TEXTAUSZUG
-*-*-

Gastbeitrag
04.06.2020, 06:13 Uhr
Der Weg zur «Data Driven Company»
Die Digitalisierung verlangt nach datenbasierten Entscheiden. Dieser Artikel zeigt eine mögliche Herangehensweise zur «Data Driven Company», sowie die Herausforderungen, die es auf dem Weg dorthin zu überwinden gilt.
Um erfolgreich zu sein, mussten sich Unternehmen schon immer veränderten Gegebenheiten anpassen. Früher waren die Treiber für Transformationen die Industrialisierung, die Globalisierung und Megatrends. Heute, im digitalen Zeitalter, sind die Treiber nicht mehr einzelne, klar definierbare Einflüsse, die sich über eine bestimmte Zeit stetig entwickeln, sondern der stetige, schnelle Wandel.
Es handelt sich nicht um eine einzige Umwälzung, sondern um eine Reihe aufeinanderfolgender kleiner und grosser Transformationen. Hat man eine Hürde erfolgreich gemeistert, schielt bereits die nächste um die Ecke.
Die neue Herausforderung bedeutet, dass sich Unternehmen nicht mehr wie bis anhin, an einem Trend orientieren und dann auf Basis einer 10-Jahresstrategie transformieren können. Stattdessen müssen sie Strategien für eine Geschäftstransformation finden, mit denen auch bereits die nächste Veränderung effizient bewältigt werden kann. Transformationen sollen schnell durchgeführt und Ergebnisse langfristig nutzbar sein.
Aber wie kann eine solche digitale Nachhaltigkeit erreicht werden?
Einen möglichen Ansatz bietet die Zielstellung der «Data Driven Company». Dabei ist der Weg das Ziel und die Reise eine ständige Weiterentwicklung verschiedenster Bereiche des Unternehmens. Als Orientierung für die Reise kann das «St. Galler House of Digital Business» dienen. Bei diesem Modell liegt der Fokus auf vier entscheidenden Bereichen, welche aufgebaut und kontinuierlich entwickelt werden müssen.
1. Geschäftsmodell hinterfragen
Die Digitalisierung hat die Voraussetzungen für Geschäftsmodelle grundlegend verändert. Aus diesem Grund muss sich ein Unternehmen zu Beginn der Reise grundsätzliche Fragen stellen: Was tun wir? Wie stellen wir unsere Produkte und Dienstleistungen bereit?

-*-*-

OFFENE AUFGABEN
1. Tausche im Text über die «Data Driven Company» in dem Teil, der mit den Worten „Es handelt sich" beginnt und mit „Nachhaltigkeit erreicht werden?" endet, „Transformationen" gegen „Umbrüche" aus. Gib diesen Teil dann vollständig wieder.
2. Fasse den Absatz des Textes über die «Data Driven Company», der mit „Die neue Herausforderung bedeutet" beginnt, in knappen Stichpunkten zusammen.
Die Einträge sind hier ohne Bedeutung.

-*-*-

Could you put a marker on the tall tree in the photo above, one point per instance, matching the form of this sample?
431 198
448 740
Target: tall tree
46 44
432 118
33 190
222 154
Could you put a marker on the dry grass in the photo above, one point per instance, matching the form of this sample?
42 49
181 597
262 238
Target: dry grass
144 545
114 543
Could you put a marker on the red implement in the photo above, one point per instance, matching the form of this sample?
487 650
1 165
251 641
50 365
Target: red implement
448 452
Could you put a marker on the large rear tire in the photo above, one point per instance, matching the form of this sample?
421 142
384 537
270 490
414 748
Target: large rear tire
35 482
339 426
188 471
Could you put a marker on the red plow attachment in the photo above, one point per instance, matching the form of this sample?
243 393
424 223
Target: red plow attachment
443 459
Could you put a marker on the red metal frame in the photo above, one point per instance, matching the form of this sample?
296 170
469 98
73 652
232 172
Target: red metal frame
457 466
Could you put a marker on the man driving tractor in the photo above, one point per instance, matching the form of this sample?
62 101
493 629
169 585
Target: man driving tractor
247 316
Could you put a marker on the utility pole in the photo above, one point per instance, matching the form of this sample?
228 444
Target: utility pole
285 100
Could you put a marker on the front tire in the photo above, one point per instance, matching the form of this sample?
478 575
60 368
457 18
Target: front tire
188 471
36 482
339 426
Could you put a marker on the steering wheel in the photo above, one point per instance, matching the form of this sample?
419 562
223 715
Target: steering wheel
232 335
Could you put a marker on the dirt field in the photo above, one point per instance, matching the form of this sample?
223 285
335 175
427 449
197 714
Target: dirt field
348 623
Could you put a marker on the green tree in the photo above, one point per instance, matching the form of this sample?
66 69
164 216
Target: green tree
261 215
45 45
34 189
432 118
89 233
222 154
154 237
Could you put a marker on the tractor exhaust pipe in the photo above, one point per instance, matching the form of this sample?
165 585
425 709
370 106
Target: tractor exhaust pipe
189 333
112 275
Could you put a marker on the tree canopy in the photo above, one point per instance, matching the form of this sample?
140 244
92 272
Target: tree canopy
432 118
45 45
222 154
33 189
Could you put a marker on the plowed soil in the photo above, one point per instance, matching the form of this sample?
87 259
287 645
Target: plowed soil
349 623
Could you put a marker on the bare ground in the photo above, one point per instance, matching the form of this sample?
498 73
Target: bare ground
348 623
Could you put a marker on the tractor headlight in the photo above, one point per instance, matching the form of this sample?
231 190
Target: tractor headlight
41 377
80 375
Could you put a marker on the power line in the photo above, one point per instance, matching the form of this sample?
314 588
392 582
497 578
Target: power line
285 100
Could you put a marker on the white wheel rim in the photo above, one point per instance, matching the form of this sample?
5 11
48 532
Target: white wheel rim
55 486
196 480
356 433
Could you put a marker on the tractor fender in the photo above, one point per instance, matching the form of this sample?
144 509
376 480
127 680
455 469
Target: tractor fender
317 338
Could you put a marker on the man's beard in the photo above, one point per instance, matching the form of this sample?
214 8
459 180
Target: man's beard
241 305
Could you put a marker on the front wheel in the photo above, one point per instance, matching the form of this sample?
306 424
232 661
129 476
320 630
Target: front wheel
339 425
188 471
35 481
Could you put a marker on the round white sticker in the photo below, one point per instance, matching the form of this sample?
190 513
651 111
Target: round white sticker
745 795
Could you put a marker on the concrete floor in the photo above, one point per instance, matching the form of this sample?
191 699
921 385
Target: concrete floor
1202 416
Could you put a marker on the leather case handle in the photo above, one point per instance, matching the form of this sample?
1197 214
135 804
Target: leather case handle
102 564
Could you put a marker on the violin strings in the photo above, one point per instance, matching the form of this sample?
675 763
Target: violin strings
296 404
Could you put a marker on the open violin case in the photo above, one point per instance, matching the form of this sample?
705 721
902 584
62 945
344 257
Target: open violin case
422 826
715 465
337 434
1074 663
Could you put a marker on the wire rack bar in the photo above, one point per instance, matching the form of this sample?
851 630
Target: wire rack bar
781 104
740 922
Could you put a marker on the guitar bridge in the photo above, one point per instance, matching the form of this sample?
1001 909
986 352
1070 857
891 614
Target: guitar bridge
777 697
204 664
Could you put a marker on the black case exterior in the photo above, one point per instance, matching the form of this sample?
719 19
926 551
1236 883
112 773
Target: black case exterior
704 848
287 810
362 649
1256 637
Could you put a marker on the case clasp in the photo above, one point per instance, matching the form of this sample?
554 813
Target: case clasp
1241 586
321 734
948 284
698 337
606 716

-*-*-

ERGEBNISSE JE AUFGABE
1.
Es handelt sich nicht um eine einzige Umwälzung, sondern um eine Reihe aufeinanderfolgender kleiner und grosser Umbrüche. Hat man eine Hürde erfolgreich gemeistert, schielt bereits die nächste um die Ecke.
Die neue Herausforderung bedeutet, dass sich Unternehmen nicht mehr wie bis anhin, an einem Trend orientieren und dann auf Basis einer 10-Jahresstrategie transformieren können. Stattdessen müssen sie Strategien für eine Geschäftstransformation finden, mit denen auch bereits die nächste Veränderung effizient bewältigt werden kann. Umbrüche sollen schnell durchgeführt und Ergebnisse langfristig nutzbar sein.
Aber wie kann eine solche digitale Nachhaltigkeit erreicht werden?

2.
- Unternehmen können sich nicht mehr wie bisher an einem Trend orientieren und sich auf Basis einer 10-Jahresstrategie transformieren.
- Sie brauchen Strategien zur Geschäftstransformation, mit denen sich auch die nächste Veränderung effizient bewältigen lässt.
- Transformationen sollen schnell ablaufen, ihre Ergebnisse sollen langfristig nutzbar sein.